# Written task
Return all of the entries word for word, but omit the pictures they contain.

########################################

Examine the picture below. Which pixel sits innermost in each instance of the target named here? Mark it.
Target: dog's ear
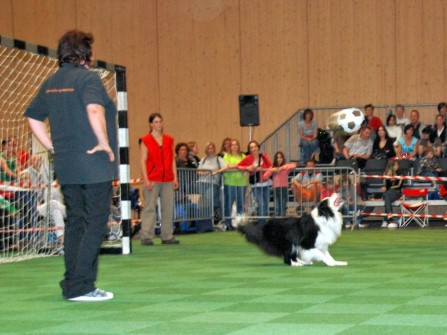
(324, 209)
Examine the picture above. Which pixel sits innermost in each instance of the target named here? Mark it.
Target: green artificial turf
(216, 283)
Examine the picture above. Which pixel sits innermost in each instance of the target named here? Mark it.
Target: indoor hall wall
(190, 59)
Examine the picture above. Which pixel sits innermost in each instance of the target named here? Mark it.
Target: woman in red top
(159, 172)
(280, 172)
(257, 163)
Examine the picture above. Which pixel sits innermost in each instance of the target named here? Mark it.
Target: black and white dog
(300, 240)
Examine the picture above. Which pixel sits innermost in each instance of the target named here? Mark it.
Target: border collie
(300, 240)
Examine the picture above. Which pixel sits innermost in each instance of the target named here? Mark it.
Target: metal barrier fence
(286, 138)
(262, 200)
(195, 200)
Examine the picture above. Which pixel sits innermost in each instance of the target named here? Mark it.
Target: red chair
(414, 202)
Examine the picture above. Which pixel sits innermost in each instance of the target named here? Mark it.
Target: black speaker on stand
(249, 111)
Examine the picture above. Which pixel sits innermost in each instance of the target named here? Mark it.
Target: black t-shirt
(63, 100)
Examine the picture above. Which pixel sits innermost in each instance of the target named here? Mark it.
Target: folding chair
(412, 204)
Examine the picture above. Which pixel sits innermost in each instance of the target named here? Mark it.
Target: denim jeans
(233, 194)
(309, 148)
(281, 195)
(88, 209)
(262, 195)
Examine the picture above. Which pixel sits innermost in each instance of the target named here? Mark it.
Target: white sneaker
(392, 225)
(96, 295)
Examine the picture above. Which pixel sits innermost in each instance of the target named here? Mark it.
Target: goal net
(31, 206)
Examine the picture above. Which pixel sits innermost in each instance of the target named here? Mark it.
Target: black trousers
(88, 209)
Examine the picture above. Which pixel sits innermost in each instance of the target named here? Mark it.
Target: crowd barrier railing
(269, 198)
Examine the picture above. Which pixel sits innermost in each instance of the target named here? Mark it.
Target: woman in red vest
(159, 180)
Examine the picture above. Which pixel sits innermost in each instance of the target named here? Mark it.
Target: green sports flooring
(216, 283)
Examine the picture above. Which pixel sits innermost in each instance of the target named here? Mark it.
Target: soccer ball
(349, 120)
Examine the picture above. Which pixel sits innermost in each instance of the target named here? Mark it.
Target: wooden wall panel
(351, 52)
(43, 21)
(199, 68)
(409, 45)
(191, 59)
(274, 58)
(6, 18)
(421, 44)
(137, 49)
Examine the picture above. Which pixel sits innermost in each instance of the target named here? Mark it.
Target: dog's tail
(252, 231)
(264, 236)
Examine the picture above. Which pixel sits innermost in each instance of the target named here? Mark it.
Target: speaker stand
(250, 133)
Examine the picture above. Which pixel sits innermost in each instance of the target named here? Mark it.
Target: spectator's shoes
(146, 241)
(96, 295)
(171, 241)
(392, 225)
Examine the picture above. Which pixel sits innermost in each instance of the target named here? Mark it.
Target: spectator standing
(442, 110)
(280, 171)
(307, 185)
(225, 147)
(394, 131)
(417, 125)
(193, 153)
(401, 120)
(256, 163)
(308, 132)
(373, 121)
(391, 192)
(235, 183)
(84, 134)
(407, 147)
(8, 161)
(438, 134)
(211, 162)
(383, 147)
(159, 171)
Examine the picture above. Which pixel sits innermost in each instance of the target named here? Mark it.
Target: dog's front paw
(292, 263)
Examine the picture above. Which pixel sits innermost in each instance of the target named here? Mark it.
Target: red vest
(159, 158)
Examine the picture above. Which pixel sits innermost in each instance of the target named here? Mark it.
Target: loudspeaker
(249, 110)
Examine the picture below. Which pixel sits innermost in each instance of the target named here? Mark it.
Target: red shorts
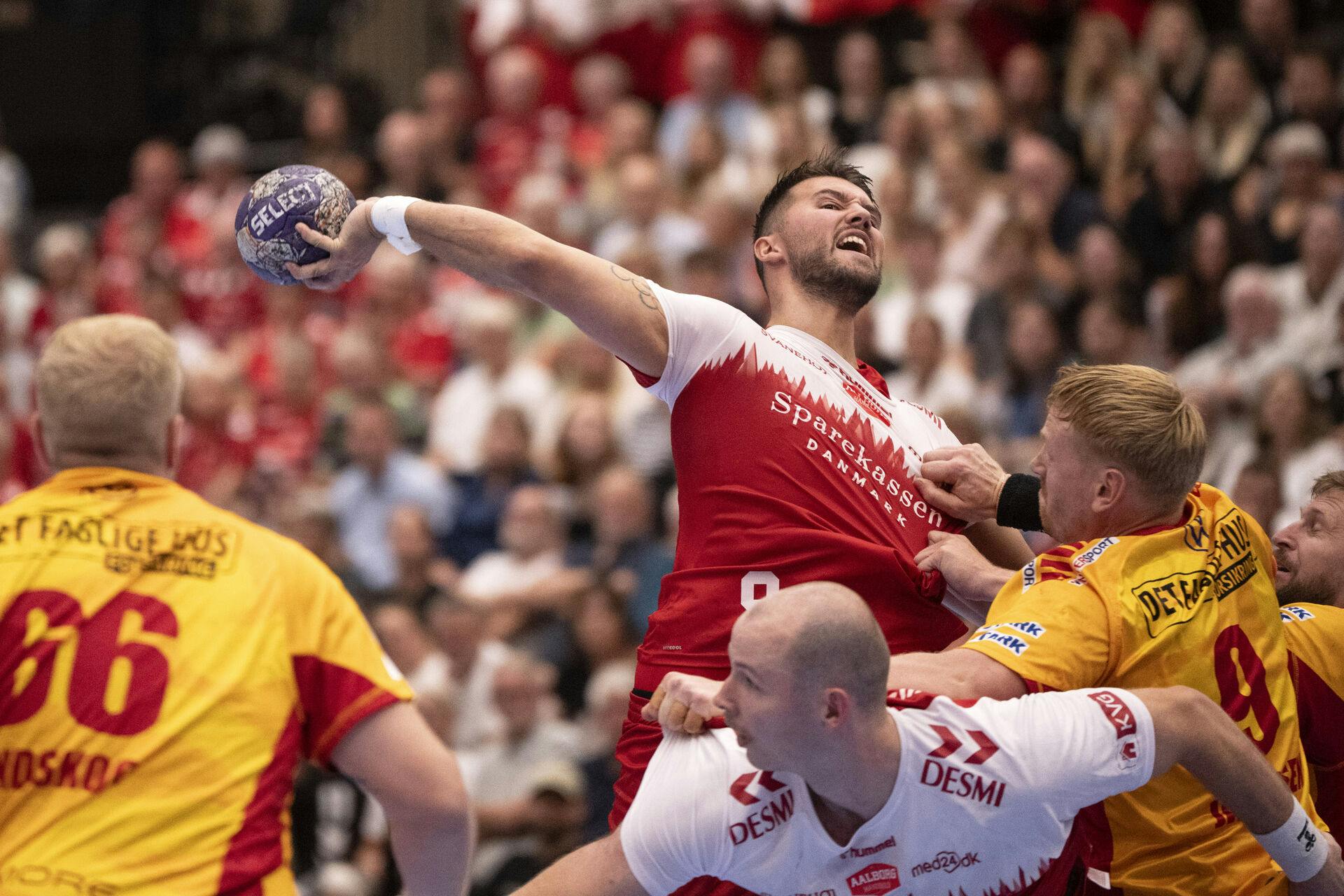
(638, 741)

########################################

# Complete answer
Examine the picture below. Which pixel sits innermost in each instance of the target named here? Mark it.
Target: dog's ear
(324, 209)
Examine the picture above. Which pixel sits innermost in each instance of the target named here? Mark it.
Target: green artificial turf
(216, 283)
Examine the picture above. Which pixel sits innermost in each instance of the target named here? Mark it.
Target: indoor hall wall
(190, 59)
Examine the picture above. Which pixel sits innermost in each instance of the target named here? Mark it.
Target: woman in red top
(159, 172)
(280, 172)
(257, 163)
Examine the picture above. Which pixel sits innermost in each instance of the target named here? Mark it.
Target: black and white dog
(300, 240)
Examine the picture above. Which pixel sits innermost in each instance of the target named here? Mark it.
Target: border collie
(300, 240)
Examine the picture above. Which pixel sits innermost in each instance of the target named here? Mark it.
Target: metal barrier fence
(286, 138)
(262, 200)
(195, 200)
Examine the picture above. Which pixel sits innermost in each instance of the target named here? Mark it.
Target: red chair
(414, 202)
Examine the picture above. Which pixel sits innermost in each instance of the target named here? Mark it.
Target: black speaker on stand
(249, 111)
Examine the picture above. Which pixel sits innermost in each instance of the target named here? Mark it.
Target: black t-shirt
(63, 100)
Examine the picture above. Which pixel sits innermost in each instance of the target named here? Mark it.
Target: folding chair
(412, 204)
Examine the picture above. Which pixel sits innermost in each instance of the target named here? Mark it.
Target: denim jeans
(233, 194)
(309, 148)
(281, 195)
(88, 209)
(262, 195)
Examine the picture above. Which pixel sits innermost in each instance of the target named here? Mark it.
Target: white sneaker
(392, 225)
(96, 295)
Examine the picture above. Which pixel sits innermost in each instance of the target named here? Mark it.
Target: goal net
(31, 206)
Examine the picture above. Which pixel sits innermost in each instance of the target named here? Mark it.
Target: black trousers
(88, 209)
Examine the picture above. Which pixel sits innermost in each instance of the target named here? Mark it.
Target: crowd barrier railing
(269, 198)
Examine the picture above. Which pixel sits innermost in each instance of the target named here? Mark it.
Target: woman in red vest
(159, 180)
Examine the picture above. Which pixel sits innermost in each instance of the target named here? Mark it.
Target: green sports flooring
(216, 283)
Examine the picture above. Which pixel sits innermost in each instance of the target named here? Mark it.
Target: soccer ball
(349, 120)
Examine the picture above. Which pixel sits innermost in each instance of the target named here? Mark it.
Target: wooden wall panel
(351, 52)
(43, 21)
(199, 68)
(409, 45)
(191, 59)
(274, 58)
(6, 18)
(421, 44)
(137, 49)
Examine the picture above. Which pixel sits innermost in each instance of the target named here? Mark it.
Target: dog's tail
(252, 231)
(264, 236)
Examine the picture above. Which pixel sits innermost in each instance of the target named here? Mark it.
Target: speaker stand
(250, 133)
Examine the picture above. Which pixel sits innermost in each instance of the target named here? Mark it.
Target: spectator's shoes
(146, 241)
(96, 295)
(171, 241)
(392, 225)
Examine the picture above. Which pixel sits innermost in each instance of the target named here? Mark it.
Target: spectator standing
(442, 110)
(280, 171)
(307, 185)
(225, 147)
(394, 131)
(417, 125)
(193, 153)
(401, 120)
(256, 163)
(308, 132)
(373, 121)
(391, 192)
(235, 183)
(84, 134)
(407, 147)
(8, 161)
(438, 134)
(211, 162)
(383, 147)
(159, 171)
Examine the picture above. Which pixel sits innermost in each instance of the target named here? Mark it.
Target: dog's front paw
(292, 263)
Examine the picture above. Which pixel sits innermost in each instance of the target named here? Mark it.
Target: red vest
(159, 158)
Examine the picture above. Which pixel sits innermost in each instance of the target named here? Mark it.
Target: loudspeaker
(249, 110)
Examine the picture below. Which pixel sits innermost in each instance of the target named here? Mark it.
Target: red shorts
(638, 741)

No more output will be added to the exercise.